### Excerpt to read:
::::::::::

I think the message the comparison sends the most is that for women, being an active pursuer and deciding the value of your own existence isn’t as valid an expression of womanhood as it is to be pursued and defined by the men around you, which is awful any way you look at it.
    Yet what seldom is mentioned about her “Face it tiger.” Is that in one single line of dialogue, Mary Jane managed to cement herself as a woman who’s in touch with her own self-worth. She might depend on Spider-Man to be saved, but she never depend son Peter Parker to support her or validate her existence.
   If it were any other kind of story, Mary Jane would be the example of a stereotypical ‘trouble’ woman who’s too aware of her own purpose and value to be held down by a man, the standard subconscious reinforcement that women should be strong and empowered, but not too strong and empowered if they still want to be desirable.
    In the film, Gwen Stacy exhibits most of these character traits without ever openly stating them, taking advantage of the fact that a movie has more time and ability to impart character details than  the standard 30 pages that a comic book has to do it in.
   Yet even still, there’s deeply rooted sexism (if not outright misogyny) in both of these characterizations. Because of how we function as a society, we’re less inclined to notice it. Where women like Lois Lane are concerned, people have been constantly reinforced by the same tropes used by popular media.
   We see the same examples of the Strong Female Protagonist archetype that there are somehow more valid examples of womanhood than others. A woman who knows and understands her own self worth is still viewed as dangerous. That is, unless that person’s self image can only be validated by someone else, usually a man.

::::::::::

### Set of tasks:
**a.** Shorten the paragraph in the passage on female characters that begins "Yet even still, there's deeply rooted sexism," keeping its main facts.
**b.** Carry on the passage on female characters, picking up after its final sentence.
The records that follow are separate material and are unrelated to the passage on female characters.

### Stored records:

::::::::::

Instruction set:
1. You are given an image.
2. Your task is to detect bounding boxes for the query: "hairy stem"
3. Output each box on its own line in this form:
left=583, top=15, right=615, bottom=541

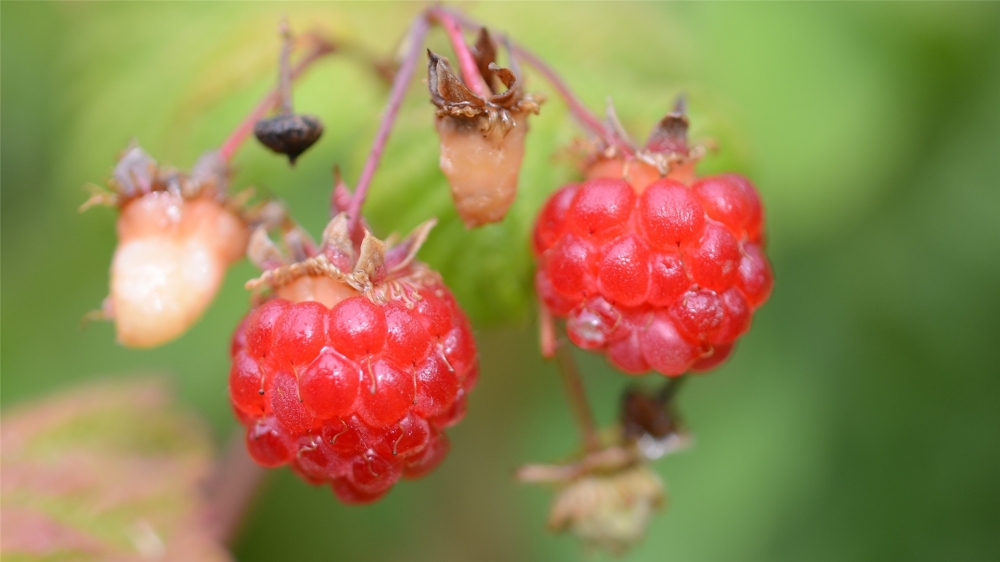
left=278, top=20, right=292, bottom=115
left=347, top=14, right=430, bottom=234
left=219, top=36, right=335, bottom=162
left=438, top=8, right=633, bottom=154
left=427, top=8, right=492, bottom=100
left=205, top=431, right=265, bottom=544
left=556, top=342, right=601, bottom=451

::::::::::

### Answers by task:
**a.** Both characterizations still hold deep sexism, perhaps even misogyny, which the way society works makes us less likely to notice. With women like Lois Lane, people have been repeatedly conditioned by the same tropes that popular media uses.

**b.**
   The reason Lois Lane and Mary Jane make such a good comparison is primarily their relationship with their suitors. Even at her most aggressive, Lois Lane’s existence was still dependent on Superman – whether she was getting saved or sharing a byline with Clark Kent.
   Arguably, Mary Jane’s character started off the exact same way. I mention earlier that she was introduced because the comics needed a stronger relationship dynamic again, and she was created to fill that void after several other love interests came and went.
   Somewhere down the line, even after both characters had married their long-time partners, they diverged significantly. If you examine the character of Mary Jane for the last thirty years, you see that she was given steady ways to grow beyond her initial characterizations.
   She’s been trained in hand-to-hand combat by Captain America. She’s a successful actress and model and she constantly refuses to ever be put down or held back by Peter Parker. Their relationship in the comics has been more or less defined by her insistence that Peter Parker needs to be more than just a smart guy and a superhero to stay together
   Much more than Sam Raimi’s trilogy did, it’s easy to tell that Marc Webb’s definitely drawn off of modern Mary Jane’s characterization much more than he does Gwen Stacy’s.
The way both characters have kind of ‘switched’ who they are at their core isn’t really a problem when it comes to storytelling, for comic book fans though, it’s been a classic point of derision aimed at both sets of films.
   My argument is that it’s not much of a problem: The goal of a storyteller is self explanatory: to tell the best story they can. Compared to Kirsten Dunst’s performance as Mary Jane, Emma Stone managed to turn a pretty flat one note love interest into a fully realized character. Of course it helps that as an actress, she was able to embody a journey of growth that took Mary Jane years in the comics.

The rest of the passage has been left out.